◆ **What you will do**: Rescale the rows from the line with "Trace the outline of every instance of the building" to the line with "211], [756, 233]]]", both lines included: rewrite every line in that span, requests included and left unchanged, with each coordinate in the answers multiplied by 1.65 and rounded to a whole number (halves round up). Give only those lines.

::::::::::

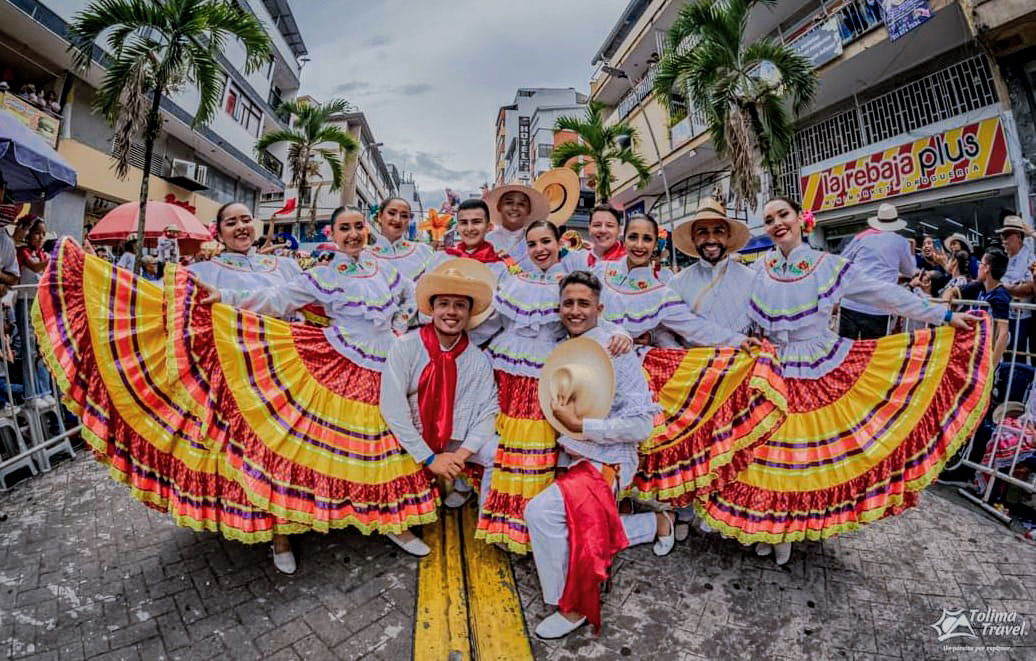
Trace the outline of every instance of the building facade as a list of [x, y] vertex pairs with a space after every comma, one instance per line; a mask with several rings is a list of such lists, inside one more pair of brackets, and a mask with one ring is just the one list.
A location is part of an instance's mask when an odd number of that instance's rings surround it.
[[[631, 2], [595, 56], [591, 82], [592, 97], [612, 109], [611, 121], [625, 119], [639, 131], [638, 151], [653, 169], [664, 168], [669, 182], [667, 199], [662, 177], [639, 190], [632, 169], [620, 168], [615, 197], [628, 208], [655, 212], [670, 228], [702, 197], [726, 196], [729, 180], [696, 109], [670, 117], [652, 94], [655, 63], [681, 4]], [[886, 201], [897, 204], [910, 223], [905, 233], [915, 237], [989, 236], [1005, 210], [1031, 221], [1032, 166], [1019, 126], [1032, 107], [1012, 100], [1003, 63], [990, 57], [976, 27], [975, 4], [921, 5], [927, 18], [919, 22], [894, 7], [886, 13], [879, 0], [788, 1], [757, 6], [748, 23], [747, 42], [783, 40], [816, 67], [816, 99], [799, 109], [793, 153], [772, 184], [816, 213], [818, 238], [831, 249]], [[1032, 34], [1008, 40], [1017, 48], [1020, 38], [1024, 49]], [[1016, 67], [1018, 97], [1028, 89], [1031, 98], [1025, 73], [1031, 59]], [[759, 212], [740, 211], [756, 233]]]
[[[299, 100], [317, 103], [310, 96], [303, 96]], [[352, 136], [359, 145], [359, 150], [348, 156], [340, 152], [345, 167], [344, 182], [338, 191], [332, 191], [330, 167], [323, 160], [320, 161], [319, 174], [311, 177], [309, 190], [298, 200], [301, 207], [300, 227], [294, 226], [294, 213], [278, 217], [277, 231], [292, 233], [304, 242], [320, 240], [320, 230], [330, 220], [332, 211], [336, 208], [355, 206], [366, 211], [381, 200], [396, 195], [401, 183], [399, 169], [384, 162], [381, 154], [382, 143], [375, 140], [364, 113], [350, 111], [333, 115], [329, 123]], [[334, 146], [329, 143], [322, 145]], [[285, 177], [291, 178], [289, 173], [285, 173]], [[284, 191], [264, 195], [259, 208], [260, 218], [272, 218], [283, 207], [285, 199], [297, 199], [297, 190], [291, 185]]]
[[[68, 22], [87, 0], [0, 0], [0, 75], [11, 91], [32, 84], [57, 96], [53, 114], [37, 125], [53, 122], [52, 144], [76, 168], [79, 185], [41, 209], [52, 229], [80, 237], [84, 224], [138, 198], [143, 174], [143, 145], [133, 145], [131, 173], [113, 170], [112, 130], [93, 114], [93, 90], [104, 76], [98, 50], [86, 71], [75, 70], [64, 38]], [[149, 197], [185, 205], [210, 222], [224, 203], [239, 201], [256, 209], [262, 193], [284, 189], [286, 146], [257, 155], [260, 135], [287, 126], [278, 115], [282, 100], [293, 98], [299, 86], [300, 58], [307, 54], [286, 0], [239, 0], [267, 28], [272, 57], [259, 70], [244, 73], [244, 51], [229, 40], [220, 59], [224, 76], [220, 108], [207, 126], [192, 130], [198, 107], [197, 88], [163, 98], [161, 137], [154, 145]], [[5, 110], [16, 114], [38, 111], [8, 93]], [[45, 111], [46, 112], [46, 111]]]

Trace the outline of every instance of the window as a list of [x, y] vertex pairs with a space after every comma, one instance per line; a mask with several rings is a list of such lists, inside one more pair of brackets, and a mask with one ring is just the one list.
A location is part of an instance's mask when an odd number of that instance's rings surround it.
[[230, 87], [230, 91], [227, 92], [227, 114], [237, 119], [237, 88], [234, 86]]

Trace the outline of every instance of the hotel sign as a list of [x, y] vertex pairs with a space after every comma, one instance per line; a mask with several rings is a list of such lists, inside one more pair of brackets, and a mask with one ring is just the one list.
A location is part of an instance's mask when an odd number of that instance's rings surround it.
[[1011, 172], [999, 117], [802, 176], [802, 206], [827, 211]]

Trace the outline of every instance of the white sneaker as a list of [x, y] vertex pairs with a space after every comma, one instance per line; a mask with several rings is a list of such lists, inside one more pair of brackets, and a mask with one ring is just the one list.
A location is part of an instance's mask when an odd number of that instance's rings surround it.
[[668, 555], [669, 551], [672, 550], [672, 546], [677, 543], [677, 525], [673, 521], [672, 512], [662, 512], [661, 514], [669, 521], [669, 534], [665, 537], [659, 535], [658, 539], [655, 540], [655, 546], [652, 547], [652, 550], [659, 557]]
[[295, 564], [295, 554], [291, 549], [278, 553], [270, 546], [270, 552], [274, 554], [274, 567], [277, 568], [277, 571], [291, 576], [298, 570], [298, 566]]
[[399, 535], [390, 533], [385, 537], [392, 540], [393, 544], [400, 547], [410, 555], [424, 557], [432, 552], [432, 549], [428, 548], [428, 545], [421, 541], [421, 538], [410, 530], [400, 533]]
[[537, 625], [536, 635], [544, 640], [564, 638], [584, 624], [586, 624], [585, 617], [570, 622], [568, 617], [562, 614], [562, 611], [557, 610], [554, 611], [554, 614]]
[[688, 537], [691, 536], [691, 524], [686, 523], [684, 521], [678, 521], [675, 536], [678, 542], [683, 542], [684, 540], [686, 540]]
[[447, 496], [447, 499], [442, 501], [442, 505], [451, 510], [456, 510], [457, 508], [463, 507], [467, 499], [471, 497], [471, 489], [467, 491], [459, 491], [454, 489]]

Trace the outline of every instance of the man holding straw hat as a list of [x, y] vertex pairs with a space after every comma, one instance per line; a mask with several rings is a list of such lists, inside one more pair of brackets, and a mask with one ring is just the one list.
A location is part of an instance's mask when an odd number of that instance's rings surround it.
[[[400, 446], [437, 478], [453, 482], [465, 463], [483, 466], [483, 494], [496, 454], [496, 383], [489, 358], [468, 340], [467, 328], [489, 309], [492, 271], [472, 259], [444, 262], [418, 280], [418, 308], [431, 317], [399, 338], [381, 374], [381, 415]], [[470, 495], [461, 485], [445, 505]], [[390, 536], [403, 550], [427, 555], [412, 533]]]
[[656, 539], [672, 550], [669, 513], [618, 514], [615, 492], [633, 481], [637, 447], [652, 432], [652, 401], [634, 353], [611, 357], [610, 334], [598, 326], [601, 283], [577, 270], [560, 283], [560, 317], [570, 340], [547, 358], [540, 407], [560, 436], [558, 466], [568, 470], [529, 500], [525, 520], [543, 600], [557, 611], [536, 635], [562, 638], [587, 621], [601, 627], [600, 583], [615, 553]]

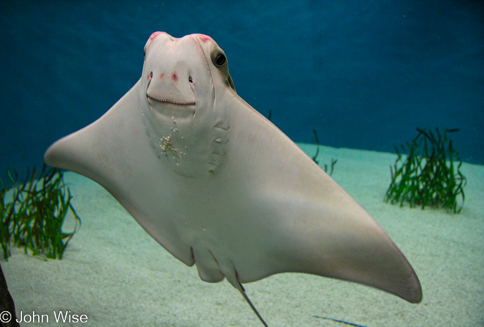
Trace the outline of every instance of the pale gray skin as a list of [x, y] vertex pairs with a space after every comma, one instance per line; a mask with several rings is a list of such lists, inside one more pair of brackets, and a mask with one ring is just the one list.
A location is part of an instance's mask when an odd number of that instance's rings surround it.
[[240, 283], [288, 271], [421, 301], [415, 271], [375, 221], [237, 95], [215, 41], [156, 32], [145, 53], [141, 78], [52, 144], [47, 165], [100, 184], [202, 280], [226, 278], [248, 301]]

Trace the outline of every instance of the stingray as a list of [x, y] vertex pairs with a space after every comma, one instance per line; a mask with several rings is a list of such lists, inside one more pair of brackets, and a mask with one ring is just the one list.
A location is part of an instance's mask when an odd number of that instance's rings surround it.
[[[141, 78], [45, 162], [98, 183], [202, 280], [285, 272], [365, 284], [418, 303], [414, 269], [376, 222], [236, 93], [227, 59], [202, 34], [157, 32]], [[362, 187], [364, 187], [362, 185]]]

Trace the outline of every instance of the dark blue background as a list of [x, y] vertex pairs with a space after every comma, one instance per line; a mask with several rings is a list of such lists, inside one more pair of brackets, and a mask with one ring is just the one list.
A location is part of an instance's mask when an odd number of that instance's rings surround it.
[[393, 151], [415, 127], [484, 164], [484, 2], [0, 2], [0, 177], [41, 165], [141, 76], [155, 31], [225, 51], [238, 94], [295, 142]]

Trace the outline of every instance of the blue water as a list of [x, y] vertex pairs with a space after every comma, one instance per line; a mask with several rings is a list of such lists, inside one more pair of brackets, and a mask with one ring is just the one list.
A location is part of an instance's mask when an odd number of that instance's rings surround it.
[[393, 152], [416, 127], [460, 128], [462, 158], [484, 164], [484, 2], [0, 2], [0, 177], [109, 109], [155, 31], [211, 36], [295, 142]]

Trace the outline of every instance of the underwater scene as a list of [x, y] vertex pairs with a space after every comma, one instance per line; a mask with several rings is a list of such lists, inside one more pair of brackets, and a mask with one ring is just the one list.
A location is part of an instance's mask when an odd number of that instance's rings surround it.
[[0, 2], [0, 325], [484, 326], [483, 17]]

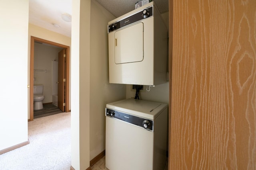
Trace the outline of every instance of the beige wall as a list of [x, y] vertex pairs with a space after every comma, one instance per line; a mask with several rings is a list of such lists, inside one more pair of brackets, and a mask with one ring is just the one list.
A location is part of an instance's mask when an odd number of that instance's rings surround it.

::::::::::

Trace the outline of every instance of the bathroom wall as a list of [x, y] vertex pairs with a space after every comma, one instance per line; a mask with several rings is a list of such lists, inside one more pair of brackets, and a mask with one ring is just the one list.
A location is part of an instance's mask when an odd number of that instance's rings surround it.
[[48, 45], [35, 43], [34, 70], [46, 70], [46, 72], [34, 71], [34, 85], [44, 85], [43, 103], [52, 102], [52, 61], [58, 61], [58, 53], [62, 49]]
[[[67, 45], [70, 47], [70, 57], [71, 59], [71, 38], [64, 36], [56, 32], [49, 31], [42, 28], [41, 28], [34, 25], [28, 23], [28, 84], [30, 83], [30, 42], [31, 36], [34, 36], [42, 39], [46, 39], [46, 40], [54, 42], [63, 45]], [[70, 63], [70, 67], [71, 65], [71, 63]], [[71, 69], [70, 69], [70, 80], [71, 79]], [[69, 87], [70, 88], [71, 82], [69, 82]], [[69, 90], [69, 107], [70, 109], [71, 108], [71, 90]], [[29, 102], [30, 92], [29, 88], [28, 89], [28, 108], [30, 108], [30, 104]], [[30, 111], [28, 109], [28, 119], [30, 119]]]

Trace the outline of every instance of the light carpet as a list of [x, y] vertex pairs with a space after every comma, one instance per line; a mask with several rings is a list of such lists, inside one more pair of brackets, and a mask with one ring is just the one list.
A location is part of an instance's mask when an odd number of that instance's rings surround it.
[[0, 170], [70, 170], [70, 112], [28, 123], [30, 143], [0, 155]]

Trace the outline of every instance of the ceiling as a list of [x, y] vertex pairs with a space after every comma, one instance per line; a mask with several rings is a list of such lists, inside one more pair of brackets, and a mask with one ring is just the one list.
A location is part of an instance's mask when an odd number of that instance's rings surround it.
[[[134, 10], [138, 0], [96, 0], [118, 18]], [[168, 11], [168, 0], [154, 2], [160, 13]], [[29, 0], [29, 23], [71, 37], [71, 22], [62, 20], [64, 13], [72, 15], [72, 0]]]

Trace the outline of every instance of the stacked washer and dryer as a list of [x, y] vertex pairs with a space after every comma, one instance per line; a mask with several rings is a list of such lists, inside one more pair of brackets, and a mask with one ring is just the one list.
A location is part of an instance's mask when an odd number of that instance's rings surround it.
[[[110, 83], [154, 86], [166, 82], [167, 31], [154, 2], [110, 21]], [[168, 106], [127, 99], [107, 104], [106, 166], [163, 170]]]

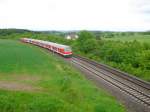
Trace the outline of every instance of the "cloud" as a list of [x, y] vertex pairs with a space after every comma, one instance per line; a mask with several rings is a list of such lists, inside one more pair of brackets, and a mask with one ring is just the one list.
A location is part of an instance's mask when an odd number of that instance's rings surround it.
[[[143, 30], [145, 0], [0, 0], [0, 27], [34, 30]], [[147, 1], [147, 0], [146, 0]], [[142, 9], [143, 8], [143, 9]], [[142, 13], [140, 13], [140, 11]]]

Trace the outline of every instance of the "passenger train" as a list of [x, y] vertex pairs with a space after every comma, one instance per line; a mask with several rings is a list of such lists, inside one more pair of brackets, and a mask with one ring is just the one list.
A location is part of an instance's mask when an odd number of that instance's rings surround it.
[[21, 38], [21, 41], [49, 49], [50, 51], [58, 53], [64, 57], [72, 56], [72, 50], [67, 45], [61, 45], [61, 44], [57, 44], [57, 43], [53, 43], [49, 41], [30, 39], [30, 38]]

::::::::::

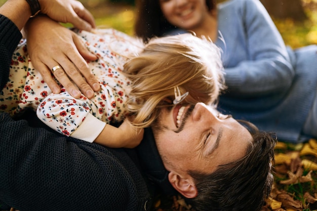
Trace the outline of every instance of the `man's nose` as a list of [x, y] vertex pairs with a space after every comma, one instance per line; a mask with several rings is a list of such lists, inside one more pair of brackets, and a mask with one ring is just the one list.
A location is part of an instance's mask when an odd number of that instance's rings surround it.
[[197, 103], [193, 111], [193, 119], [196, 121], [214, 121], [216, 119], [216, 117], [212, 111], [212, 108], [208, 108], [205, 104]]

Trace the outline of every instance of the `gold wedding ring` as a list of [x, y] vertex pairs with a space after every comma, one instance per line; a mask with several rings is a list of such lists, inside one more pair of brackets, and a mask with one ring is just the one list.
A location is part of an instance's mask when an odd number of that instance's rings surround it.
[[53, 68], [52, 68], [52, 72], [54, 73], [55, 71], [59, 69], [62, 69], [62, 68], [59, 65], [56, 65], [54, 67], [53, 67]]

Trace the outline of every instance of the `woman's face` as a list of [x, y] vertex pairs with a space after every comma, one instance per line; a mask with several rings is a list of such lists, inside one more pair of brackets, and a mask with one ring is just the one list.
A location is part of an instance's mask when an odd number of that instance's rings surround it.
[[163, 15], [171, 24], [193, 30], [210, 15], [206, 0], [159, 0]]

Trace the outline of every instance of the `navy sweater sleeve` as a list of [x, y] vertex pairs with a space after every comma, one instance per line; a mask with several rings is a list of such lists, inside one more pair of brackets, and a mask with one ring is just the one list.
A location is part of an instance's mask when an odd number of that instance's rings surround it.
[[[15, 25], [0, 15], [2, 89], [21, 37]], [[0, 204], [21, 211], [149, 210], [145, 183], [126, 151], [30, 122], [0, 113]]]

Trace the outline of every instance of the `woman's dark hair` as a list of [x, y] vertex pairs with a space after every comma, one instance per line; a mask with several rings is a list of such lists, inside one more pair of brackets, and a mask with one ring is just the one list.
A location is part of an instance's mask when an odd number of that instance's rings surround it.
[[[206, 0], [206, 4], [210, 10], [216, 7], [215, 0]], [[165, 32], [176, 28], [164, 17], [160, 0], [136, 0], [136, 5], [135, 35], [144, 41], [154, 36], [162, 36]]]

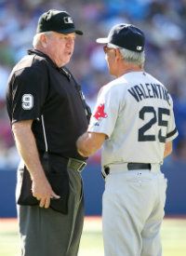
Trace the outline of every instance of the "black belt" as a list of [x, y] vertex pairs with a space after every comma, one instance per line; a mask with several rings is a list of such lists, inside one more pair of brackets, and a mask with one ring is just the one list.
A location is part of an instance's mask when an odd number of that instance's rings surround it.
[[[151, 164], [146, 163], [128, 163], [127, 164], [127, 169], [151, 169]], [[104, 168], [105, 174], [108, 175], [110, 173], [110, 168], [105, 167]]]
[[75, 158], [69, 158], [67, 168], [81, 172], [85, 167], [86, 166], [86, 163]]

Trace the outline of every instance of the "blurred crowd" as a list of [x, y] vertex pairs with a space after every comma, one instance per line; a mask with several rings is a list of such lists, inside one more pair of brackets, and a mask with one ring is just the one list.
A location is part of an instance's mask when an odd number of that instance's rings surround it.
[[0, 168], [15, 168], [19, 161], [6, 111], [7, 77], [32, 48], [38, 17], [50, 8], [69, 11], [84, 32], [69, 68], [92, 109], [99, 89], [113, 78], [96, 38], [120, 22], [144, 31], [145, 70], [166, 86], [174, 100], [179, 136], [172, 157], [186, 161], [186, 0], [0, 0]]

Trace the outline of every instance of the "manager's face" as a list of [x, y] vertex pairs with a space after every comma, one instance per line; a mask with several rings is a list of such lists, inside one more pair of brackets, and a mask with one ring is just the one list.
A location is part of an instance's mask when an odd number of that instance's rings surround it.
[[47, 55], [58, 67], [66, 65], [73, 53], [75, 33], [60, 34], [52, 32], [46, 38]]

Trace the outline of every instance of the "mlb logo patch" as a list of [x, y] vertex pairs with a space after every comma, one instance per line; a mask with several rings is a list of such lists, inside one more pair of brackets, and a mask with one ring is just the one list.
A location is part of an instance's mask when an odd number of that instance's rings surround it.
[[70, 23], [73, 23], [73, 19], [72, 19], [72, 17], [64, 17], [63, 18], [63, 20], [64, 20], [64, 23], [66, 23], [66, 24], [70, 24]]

::::::::::

◆ **Exercise response**:
Trace the outline of every instance of the building facade as a list of [x, y] vertex pairs with a space after every comma, one instance per line; a mask with several rings is a list of such lists, inside one more pair of brackets, and a mask with one ring is just the one list.
A location is part of an instance's mask when an odd number of that instance's rings surround it.
[[[1041, 3], [982, 92], [975, 135], [977, 160], [1010, 180], [1008, 200], [1031, 196], [1054, 216], [1053, 249], [1077, 279], [1096, 277], [1104, 300], [1101, 328], [1092, 292], [1054, 314], [1043, 279], [1023, 277], [1015, 325], [1036, 343], [1081, 350], [1106, 376], [1158, 325], [1198, 323], [1203, 297], [1148, 180], [1106, 193], [1076, 155], [1081, 104], [1124, 7]], [[1462, 332], [1480, 337], [1502, 368], [1493, 384], [1510, 391], [1632, 389], [1658, 347], [1701, 365], [1703, 274], [1681, 208], [1703, 177], [1670, 165], [1655, 104], [1634, 94], [1610, 45], [1609, 7], [1520, 8], [1530, 30], [1516, 36], [1475, 12], [1462, 21], [1450, 0], [1300, 2], [1249, 10], [1234, 38], [1233, 69], [1292, 66], [1346, 111], [1346, 163], [1318, 180], [1308, 252], [1274, 304], [1346, 351], [1350, 393], [1371, 411]], [[1703, 56], [1663, 66], [1678, 79], [1683, 63], [1690, 81]], [[1676, 111], [1680, 160], [1696, 147], [1701, 162], [1691, 120], [1701, 97]], [[1252, 350], [1221, 348], [1247, 384]]]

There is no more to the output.